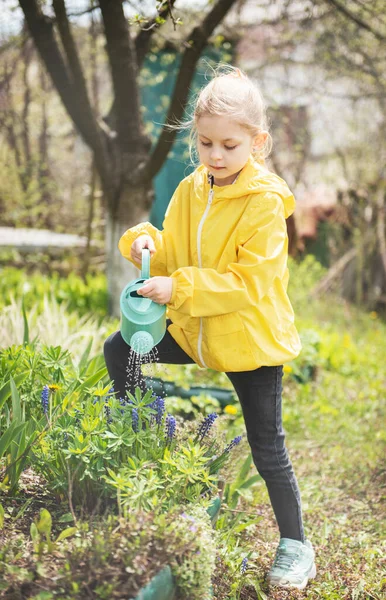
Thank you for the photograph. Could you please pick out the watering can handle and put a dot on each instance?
(145, 270)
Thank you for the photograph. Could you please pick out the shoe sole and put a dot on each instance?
(299, 586)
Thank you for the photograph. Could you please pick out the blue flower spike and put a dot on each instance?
(160, 408)
(244, 566)
(170, 427)
(206, 425)
(233, 443)
(134, 420)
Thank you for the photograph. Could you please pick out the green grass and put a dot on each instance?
(336, 437)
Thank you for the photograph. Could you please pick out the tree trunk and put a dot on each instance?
(120, 270)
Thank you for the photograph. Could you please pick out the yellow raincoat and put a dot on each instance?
(226, 251)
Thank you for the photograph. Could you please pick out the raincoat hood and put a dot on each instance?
(254, 178)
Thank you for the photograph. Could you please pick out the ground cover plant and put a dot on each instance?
(334, 411)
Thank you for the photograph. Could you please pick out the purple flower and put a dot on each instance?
(170, 427)
(206, 425)
(45, 398)
(233, 443)
(244, 565)
(134, 420)
(160, 408)
(108, 413)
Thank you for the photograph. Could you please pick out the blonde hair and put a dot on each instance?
(231, 93)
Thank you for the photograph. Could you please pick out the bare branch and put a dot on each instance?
(41, 29)
(142, 41)
(123, 65)
(194, 46)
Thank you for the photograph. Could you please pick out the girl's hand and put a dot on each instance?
(159, 289)
(143, 241)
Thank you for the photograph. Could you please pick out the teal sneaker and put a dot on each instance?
(293, 565)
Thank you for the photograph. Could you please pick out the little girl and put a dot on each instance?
(220, 266)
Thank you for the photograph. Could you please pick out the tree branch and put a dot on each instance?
(123, 65)
(142, 43)
(194, 46)
(41, 30)
(353, 17)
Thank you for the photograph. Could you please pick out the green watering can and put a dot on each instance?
(143, 322)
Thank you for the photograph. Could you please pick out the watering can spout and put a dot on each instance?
(143, 322)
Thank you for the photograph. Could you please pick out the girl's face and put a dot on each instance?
(224, 146)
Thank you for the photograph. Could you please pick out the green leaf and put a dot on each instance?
(16, 405)
(44, 524)
(34, 533)
(25, 321)
(10, 435)
(84, 357)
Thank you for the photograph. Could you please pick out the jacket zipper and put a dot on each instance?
(199, 231)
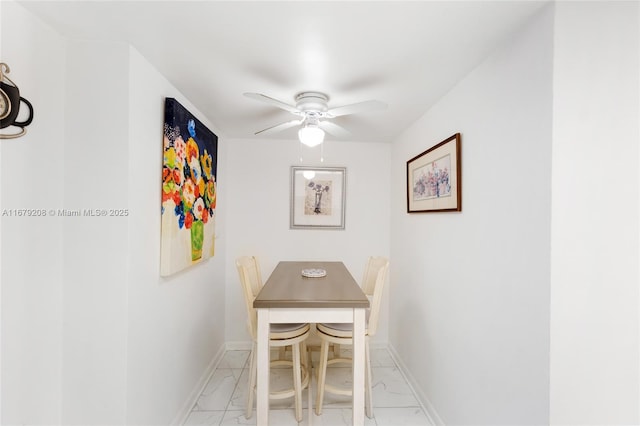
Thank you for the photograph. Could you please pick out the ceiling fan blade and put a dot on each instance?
(263, 98)
(334, 129)
(355, 108)
(280, 127)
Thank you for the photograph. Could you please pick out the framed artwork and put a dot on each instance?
(189, 169)
(317, 197)
(434, 178)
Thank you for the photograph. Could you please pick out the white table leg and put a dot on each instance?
(262, 387)
(358, 367)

Your instructions = Rewrite the stretch of the material from the line containing "zipper and put a dot on each instance?" through the end, swapping "photograph" for "image" and leaving everything else unchanged. Leave the pictures out.

Answer to the task =
Thank you for the image. Could you please pick out the jacket zipper and put a dot on each instance?
(199, 231)
Thank you for the image. Could you please pick out the ceiling fan blade and put a dot on each instance?
(263, 98)
(334, 129)
(355, 108)
(280, 127)
Thank you for the image. Could you please pick out the framed artwork and put a dot on each instance?
(189, 169)
(317, 197)
(434, 178)
Thank you for the image. Could you please pick out the white table leg and put a dot on each instance?
(262, 387)
(358, 367)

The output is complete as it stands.